* **WRITTEN REQUEST**: Report every line of the data below that contains the word "pharmacy", treating uppercase and lowercase letters as different.

Records from a data source:
══════

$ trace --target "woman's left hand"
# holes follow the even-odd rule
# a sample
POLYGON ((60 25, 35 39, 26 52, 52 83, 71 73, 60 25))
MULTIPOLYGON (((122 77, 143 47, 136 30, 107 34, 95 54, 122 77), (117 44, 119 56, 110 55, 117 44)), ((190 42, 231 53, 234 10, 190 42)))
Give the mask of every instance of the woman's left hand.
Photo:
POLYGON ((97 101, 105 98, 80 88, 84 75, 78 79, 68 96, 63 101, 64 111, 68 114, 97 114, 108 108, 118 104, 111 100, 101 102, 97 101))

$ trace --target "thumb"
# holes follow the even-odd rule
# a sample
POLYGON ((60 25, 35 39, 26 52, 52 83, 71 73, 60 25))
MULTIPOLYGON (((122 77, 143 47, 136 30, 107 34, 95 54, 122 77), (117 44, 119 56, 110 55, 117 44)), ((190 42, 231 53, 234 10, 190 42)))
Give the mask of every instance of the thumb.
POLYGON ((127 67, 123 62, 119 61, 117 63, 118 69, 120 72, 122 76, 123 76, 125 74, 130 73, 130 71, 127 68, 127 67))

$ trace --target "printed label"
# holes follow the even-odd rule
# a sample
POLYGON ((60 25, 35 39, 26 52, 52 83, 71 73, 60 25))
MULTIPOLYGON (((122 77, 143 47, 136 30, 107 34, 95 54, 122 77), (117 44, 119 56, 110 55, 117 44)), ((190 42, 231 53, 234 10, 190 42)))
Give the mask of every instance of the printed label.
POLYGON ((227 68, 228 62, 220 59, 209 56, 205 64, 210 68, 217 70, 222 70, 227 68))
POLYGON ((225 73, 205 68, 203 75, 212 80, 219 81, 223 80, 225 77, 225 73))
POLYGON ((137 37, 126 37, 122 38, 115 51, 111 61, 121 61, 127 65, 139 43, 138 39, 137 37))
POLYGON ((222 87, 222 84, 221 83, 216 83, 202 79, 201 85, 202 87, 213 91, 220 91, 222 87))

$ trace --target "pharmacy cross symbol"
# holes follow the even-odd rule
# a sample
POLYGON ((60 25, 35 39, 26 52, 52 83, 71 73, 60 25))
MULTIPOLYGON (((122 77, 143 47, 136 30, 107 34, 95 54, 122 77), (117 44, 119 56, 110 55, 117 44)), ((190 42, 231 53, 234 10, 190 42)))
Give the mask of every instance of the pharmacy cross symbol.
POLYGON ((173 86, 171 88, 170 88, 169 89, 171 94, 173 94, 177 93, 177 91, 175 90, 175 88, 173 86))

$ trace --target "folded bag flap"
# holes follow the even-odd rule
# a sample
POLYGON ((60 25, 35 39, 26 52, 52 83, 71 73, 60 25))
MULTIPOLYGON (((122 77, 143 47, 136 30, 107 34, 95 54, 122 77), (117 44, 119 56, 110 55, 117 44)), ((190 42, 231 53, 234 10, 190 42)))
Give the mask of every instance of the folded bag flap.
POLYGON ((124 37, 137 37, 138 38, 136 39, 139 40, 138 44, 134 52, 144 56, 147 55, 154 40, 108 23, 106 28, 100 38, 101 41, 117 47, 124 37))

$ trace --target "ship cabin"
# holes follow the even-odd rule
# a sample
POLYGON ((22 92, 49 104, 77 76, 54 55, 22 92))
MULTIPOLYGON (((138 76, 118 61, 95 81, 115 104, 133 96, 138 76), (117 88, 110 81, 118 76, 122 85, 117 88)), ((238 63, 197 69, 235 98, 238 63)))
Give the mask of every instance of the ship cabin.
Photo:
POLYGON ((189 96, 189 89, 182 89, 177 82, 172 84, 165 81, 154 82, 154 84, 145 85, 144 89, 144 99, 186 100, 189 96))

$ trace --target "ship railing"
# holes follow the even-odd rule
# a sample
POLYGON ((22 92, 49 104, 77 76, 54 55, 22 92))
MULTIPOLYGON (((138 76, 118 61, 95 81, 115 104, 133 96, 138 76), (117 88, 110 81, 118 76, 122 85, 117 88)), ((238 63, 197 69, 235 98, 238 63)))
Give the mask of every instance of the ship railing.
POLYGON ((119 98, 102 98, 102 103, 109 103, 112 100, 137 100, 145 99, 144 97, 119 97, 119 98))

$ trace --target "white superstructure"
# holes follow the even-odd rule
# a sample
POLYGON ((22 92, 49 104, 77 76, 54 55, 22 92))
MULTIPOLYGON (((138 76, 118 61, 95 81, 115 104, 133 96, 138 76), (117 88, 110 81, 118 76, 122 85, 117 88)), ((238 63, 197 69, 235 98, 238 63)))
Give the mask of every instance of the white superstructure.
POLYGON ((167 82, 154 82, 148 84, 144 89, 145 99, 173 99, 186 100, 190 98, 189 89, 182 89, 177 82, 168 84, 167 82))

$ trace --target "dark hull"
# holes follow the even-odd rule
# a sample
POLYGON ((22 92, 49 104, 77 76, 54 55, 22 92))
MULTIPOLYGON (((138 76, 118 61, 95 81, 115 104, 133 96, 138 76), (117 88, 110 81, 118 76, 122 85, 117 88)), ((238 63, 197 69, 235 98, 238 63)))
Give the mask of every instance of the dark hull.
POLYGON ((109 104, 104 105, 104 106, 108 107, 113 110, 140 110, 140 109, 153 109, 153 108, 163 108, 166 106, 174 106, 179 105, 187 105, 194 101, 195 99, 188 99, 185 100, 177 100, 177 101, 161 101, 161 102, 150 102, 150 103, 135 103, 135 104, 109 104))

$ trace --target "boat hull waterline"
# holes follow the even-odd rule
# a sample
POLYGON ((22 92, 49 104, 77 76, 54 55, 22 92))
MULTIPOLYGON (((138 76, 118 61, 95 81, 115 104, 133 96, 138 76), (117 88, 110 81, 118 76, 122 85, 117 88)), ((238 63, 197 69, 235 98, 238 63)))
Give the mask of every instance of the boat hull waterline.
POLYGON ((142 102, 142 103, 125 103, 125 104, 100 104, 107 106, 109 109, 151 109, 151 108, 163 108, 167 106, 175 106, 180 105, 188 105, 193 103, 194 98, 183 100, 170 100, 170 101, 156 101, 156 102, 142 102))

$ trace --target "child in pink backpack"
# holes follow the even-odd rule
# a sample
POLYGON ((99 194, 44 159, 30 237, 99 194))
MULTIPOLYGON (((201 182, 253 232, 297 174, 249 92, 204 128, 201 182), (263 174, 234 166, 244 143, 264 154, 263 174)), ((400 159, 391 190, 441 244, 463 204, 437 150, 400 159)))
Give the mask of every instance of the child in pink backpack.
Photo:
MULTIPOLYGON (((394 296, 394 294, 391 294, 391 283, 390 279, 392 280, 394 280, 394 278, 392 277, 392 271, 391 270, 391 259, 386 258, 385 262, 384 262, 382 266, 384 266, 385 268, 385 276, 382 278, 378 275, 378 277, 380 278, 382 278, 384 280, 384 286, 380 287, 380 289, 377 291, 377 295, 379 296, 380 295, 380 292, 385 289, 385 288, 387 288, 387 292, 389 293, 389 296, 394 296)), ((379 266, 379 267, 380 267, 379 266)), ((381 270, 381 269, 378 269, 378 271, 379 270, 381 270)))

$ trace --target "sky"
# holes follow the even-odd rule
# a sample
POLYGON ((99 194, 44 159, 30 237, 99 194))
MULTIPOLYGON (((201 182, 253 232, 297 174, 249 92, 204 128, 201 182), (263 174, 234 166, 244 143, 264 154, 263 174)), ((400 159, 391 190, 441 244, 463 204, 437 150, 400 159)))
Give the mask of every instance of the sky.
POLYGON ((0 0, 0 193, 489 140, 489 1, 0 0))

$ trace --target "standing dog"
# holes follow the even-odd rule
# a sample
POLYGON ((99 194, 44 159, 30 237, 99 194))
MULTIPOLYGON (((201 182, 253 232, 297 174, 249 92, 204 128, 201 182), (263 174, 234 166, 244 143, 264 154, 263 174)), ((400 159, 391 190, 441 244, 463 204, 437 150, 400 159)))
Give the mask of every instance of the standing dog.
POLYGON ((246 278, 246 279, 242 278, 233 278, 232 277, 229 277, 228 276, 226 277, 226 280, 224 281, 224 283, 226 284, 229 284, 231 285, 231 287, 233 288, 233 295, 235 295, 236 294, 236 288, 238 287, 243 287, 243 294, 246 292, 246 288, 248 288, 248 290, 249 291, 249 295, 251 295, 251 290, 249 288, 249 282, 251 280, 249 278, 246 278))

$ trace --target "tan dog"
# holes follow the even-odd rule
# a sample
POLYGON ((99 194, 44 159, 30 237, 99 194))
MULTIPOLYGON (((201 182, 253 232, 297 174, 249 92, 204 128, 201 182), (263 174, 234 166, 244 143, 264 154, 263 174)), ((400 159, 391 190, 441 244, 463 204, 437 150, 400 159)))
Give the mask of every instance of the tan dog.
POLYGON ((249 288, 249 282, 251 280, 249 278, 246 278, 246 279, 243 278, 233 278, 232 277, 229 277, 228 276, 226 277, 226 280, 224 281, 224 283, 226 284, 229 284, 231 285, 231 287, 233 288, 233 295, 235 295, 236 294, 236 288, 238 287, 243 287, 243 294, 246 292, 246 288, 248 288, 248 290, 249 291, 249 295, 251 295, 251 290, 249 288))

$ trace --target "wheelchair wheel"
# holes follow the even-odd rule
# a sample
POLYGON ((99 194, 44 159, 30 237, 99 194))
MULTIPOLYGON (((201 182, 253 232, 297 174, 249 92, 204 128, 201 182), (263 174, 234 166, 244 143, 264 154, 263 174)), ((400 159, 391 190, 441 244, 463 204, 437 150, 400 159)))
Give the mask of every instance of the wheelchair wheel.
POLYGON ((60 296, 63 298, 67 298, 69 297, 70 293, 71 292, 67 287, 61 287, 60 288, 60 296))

══════

* **TASK OUTPUT**:
$ trace --target "pharmacy cross symbol"
Give the mask of every instance of the pharmacy cross symbol.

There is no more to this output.